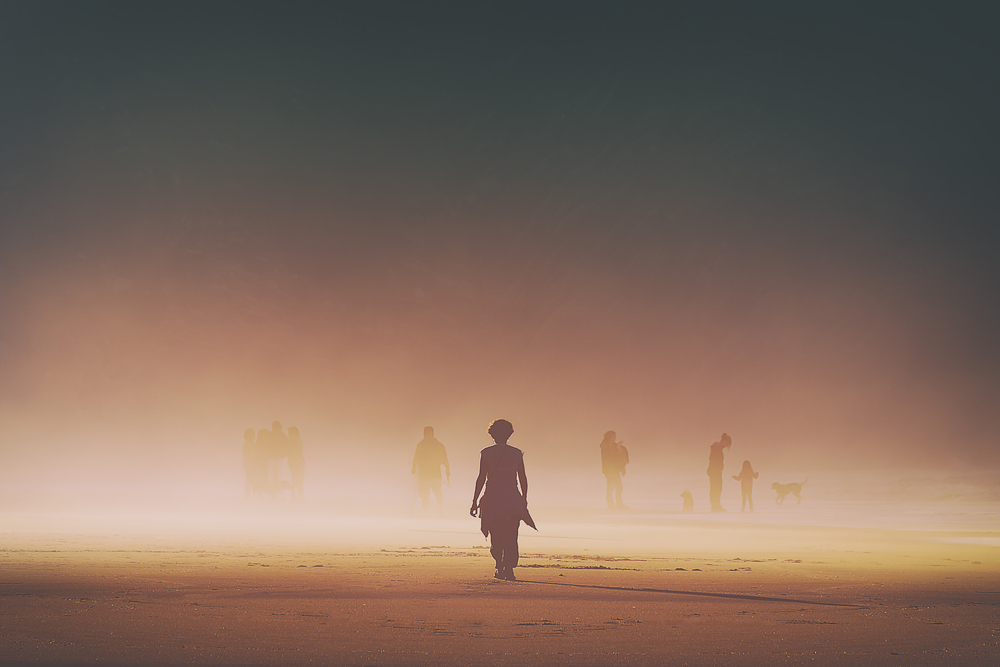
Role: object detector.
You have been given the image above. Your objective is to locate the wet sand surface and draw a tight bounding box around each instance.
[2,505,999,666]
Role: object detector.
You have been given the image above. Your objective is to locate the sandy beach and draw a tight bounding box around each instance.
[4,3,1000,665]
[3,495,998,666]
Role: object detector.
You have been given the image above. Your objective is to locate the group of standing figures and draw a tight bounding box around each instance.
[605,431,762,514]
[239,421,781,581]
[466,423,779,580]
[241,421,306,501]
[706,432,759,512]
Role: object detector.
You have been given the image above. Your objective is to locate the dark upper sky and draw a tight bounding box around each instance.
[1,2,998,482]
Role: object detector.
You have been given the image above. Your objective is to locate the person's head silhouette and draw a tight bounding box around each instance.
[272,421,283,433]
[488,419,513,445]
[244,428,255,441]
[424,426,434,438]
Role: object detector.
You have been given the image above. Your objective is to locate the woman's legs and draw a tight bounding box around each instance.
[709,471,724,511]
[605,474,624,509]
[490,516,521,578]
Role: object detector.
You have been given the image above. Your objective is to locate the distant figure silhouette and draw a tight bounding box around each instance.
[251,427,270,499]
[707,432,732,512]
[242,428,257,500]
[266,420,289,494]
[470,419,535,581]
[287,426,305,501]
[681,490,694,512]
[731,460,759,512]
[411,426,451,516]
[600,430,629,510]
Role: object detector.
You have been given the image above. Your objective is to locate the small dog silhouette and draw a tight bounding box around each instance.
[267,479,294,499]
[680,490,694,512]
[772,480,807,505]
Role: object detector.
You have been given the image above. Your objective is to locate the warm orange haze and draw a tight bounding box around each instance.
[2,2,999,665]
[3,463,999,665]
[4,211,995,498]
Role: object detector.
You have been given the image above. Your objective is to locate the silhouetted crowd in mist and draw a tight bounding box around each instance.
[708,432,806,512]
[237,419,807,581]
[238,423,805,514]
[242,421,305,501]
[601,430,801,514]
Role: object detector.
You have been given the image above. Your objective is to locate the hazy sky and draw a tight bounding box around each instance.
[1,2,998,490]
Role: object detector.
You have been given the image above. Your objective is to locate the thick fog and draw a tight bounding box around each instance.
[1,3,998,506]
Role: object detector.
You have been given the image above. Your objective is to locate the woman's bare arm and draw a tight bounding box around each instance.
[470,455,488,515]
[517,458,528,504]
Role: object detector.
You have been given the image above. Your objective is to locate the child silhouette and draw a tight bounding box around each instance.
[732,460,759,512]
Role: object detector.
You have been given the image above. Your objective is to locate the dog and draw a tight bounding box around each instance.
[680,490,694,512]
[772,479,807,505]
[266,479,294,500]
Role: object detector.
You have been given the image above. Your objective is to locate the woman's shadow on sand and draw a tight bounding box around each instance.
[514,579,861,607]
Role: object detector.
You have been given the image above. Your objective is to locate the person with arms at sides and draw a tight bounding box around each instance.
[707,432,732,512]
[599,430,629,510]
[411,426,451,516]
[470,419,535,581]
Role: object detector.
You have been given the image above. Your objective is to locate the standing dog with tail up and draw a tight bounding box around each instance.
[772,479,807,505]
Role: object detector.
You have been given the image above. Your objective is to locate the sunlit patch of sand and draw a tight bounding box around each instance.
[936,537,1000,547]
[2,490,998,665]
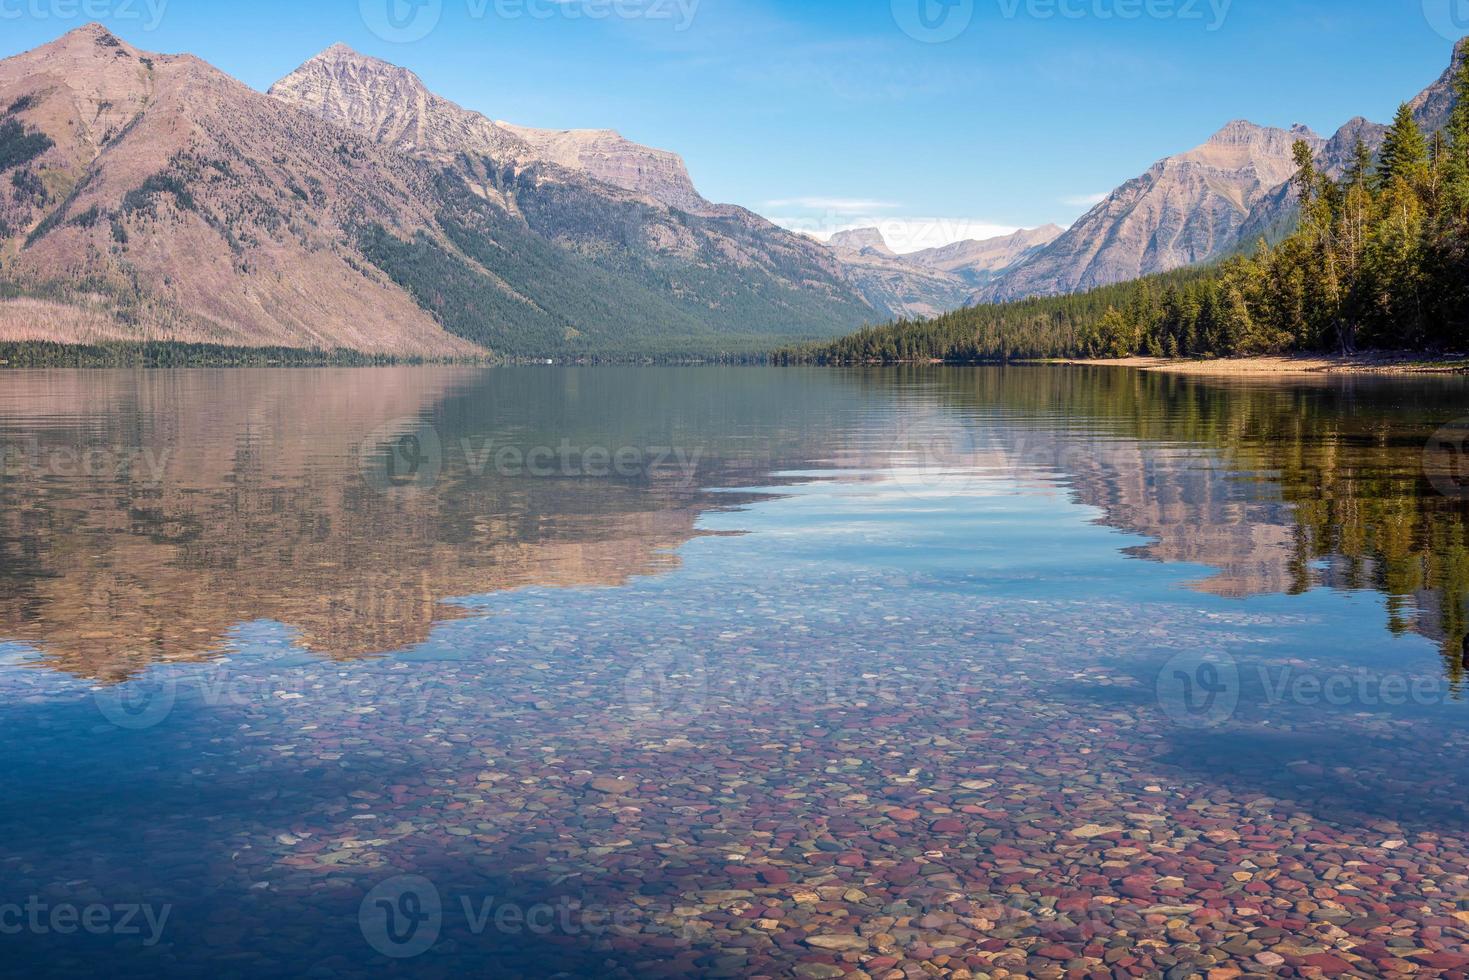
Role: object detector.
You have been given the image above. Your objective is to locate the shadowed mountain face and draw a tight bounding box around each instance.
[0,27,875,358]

++++

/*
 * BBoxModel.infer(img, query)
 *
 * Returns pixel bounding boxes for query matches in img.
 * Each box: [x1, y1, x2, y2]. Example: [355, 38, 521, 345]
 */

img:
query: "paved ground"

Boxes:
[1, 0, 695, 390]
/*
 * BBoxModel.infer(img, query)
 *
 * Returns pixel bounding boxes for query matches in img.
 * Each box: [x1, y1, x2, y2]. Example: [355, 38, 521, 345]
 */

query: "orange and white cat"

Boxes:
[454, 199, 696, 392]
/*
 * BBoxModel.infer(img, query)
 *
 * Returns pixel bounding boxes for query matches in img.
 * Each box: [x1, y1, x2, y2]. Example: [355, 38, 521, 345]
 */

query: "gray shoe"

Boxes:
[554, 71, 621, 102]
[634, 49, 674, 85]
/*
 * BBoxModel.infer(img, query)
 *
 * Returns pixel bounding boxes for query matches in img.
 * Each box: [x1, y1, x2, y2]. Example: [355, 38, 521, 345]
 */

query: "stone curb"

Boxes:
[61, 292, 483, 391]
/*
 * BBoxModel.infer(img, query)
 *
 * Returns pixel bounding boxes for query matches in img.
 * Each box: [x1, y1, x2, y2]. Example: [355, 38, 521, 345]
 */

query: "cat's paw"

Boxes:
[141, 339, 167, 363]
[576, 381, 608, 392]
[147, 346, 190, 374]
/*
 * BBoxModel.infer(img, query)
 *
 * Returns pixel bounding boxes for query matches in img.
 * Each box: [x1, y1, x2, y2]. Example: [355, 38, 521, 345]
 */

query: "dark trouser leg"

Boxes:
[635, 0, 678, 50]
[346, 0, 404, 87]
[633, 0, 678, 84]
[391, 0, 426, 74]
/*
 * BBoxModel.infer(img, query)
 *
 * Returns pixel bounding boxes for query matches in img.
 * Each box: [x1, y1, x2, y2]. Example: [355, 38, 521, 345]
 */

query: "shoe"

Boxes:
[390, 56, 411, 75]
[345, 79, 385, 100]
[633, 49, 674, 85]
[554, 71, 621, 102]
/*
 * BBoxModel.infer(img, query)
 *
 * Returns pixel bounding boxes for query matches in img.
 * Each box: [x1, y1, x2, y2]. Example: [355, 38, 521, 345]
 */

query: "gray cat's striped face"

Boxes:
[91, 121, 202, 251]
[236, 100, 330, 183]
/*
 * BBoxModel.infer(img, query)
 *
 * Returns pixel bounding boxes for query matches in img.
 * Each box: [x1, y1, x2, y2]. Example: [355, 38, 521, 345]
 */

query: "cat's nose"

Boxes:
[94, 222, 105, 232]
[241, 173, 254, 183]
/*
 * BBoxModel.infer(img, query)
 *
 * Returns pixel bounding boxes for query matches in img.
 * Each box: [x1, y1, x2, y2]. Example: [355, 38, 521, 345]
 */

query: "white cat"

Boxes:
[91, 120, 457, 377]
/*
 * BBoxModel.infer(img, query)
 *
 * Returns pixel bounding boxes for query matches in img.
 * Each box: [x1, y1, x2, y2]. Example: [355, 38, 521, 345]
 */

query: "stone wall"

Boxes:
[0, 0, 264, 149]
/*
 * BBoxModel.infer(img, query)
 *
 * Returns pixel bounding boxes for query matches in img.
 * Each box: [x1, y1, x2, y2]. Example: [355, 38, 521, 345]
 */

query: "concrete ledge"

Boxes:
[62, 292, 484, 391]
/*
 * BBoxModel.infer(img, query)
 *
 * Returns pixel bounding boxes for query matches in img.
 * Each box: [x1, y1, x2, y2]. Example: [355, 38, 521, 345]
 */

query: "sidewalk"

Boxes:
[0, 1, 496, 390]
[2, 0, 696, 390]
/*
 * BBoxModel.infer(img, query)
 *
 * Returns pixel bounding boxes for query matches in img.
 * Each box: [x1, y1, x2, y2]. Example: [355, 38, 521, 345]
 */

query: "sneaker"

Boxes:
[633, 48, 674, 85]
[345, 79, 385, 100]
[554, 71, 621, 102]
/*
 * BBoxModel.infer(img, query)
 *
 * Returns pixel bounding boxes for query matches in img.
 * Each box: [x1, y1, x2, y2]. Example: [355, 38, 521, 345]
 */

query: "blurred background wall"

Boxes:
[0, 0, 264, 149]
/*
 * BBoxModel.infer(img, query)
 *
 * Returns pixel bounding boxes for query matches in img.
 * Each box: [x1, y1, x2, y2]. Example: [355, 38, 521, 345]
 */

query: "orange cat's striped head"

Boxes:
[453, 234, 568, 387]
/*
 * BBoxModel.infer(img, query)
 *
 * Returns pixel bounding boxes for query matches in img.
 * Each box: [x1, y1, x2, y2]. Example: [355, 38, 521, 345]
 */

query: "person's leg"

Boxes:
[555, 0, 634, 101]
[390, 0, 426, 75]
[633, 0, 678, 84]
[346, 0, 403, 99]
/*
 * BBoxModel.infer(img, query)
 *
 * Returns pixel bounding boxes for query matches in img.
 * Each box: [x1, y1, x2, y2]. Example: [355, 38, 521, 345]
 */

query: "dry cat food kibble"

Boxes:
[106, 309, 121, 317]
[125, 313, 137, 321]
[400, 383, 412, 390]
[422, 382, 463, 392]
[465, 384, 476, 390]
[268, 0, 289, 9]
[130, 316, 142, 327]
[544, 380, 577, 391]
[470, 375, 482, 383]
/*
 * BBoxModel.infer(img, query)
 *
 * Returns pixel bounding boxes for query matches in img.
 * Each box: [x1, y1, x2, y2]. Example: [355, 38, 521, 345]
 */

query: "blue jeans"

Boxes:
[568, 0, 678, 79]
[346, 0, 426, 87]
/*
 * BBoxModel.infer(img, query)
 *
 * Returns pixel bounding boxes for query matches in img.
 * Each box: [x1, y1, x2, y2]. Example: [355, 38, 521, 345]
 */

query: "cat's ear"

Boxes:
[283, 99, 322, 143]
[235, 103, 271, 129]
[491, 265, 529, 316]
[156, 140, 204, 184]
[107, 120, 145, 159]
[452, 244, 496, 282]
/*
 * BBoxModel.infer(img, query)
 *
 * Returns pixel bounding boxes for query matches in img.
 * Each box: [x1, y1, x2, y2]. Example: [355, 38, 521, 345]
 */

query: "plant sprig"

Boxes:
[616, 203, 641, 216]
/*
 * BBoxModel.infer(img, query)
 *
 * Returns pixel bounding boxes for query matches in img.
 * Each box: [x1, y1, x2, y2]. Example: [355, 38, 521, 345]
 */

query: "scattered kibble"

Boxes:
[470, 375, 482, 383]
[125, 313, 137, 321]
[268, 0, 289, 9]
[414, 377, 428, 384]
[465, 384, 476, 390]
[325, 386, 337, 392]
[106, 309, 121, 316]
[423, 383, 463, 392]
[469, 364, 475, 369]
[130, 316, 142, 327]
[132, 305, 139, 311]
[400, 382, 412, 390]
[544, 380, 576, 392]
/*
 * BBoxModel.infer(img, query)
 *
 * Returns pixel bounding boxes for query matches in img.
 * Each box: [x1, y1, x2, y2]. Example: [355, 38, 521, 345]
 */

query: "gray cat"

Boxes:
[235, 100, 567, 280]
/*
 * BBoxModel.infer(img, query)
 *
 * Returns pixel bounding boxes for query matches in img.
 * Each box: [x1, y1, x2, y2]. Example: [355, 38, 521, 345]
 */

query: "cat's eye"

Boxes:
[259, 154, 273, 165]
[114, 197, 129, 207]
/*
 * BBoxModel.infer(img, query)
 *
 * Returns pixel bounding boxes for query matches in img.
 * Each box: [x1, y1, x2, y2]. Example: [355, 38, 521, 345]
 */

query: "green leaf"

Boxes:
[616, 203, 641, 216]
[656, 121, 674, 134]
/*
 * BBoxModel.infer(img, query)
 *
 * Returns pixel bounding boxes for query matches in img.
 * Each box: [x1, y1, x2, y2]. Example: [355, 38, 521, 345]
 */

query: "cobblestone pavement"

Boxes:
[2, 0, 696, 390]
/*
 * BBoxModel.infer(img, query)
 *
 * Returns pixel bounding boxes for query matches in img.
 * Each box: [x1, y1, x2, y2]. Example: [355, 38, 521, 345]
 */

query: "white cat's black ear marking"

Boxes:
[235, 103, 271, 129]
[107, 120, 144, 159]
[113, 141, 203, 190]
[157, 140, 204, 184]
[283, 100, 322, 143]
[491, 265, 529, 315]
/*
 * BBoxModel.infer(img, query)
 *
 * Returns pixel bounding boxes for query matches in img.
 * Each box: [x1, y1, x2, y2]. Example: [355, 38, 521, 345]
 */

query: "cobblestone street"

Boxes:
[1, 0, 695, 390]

++++

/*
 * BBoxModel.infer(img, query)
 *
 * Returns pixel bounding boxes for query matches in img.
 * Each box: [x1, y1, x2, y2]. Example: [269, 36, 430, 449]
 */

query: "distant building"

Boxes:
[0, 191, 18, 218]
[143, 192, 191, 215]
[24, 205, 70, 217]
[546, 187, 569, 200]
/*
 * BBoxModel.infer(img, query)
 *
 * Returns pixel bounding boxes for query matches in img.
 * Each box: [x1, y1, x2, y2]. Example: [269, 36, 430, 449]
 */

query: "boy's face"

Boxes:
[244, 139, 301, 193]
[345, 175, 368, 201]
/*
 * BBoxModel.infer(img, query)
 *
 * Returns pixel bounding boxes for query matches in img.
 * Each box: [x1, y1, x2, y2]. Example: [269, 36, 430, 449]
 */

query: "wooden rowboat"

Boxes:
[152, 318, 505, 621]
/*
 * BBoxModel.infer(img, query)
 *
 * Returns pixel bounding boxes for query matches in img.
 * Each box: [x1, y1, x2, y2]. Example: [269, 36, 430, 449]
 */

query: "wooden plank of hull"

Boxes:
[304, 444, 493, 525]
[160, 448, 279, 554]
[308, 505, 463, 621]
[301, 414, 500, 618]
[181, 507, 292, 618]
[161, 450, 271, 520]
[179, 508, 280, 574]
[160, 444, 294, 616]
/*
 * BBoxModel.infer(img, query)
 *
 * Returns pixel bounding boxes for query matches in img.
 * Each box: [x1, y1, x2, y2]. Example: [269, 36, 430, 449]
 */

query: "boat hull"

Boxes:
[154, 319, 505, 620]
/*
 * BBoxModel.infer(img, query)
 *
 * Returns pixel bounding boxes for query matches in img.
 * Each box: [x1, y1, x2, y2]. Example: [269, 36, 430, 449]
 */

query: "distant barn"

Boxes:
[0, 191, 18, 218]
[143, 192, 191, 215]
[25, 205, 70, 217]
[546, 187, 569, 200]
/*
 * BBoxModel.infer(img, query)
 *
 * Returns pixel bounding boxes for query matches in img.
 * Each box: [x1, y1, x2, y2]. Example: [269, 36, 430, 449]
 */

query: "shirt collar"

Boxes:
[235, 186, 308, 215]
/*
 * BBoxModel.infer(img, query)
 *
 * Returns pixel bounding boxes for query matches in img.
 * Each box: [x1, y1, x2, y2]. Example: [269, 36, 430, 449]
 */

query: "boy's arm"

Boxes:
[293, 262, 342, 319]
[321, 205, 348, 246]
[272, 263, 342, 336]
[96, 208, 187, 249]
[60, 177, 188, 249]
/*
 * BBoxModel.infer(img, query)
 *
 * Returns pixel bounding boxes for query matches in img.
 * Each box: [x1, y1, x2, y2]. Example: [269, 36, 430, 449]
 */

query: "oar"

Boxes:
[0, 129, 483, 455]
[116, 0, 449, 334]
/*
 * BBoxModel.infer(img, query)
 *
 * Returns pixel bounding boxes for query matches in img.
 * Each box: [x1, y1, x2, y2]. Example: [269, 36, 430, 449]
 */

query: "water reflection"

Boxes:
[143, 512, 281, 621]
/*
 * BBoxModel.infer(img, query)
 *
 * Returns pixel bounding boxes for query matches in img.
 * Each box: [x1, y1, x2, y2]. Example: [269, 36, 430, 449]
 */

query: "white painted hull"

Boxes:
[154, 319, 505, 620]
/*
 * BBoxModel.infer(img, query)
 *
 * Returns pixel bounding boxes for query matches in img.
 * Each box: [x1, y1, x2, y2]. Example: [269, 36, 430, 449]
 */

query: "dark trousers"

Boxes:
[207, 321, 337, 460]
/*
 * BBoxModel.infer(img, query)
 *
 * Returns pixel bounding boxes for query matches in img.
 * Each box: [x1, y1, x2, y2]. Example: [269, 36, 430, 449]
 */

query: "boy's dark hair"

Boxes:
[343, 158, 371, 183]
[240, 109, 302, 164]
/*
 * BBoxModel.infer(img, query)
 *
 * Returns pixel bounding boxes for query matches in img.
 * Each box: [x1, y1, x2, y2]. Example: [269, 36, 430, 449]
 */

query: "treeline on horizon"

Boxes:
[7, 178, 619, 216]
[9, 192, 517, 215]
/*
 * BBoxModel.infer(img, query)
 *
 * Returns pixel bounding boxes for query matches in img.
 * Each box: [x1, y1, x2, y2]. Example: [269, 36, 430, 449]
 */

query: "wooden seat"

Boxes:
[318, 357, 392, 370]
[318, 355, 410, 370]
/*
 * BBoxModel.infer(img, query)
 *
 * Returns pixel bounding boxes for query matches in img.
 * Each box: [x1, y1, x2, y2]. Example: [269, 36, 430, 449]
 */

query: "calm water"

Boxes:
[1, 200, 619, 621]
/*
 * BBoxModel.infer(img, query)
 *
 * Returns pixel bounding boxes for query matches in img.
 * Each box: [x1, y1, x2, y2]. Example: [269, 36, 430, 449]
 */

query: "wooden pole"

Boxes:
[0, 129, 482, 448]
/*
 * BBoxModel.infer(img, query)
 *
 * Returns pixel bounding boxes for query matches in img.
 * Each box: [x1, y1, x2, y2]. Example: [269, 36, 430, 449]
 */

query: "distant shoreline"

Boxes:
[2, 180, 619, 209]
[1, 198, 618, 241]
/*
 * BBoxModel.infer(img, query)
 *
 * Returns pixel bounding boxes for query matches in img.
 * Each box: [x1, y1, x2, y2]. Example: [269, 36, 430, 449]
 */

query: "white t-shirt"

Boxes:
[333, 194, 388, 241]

++++

Check each line of the listing above, and copy it if it contains the word "white".

> [Result]
query: "orange and white cat"
query: "white cat"
query: "white cat's black ear marking"
query: "white painted hull"
query: "white t-shirt"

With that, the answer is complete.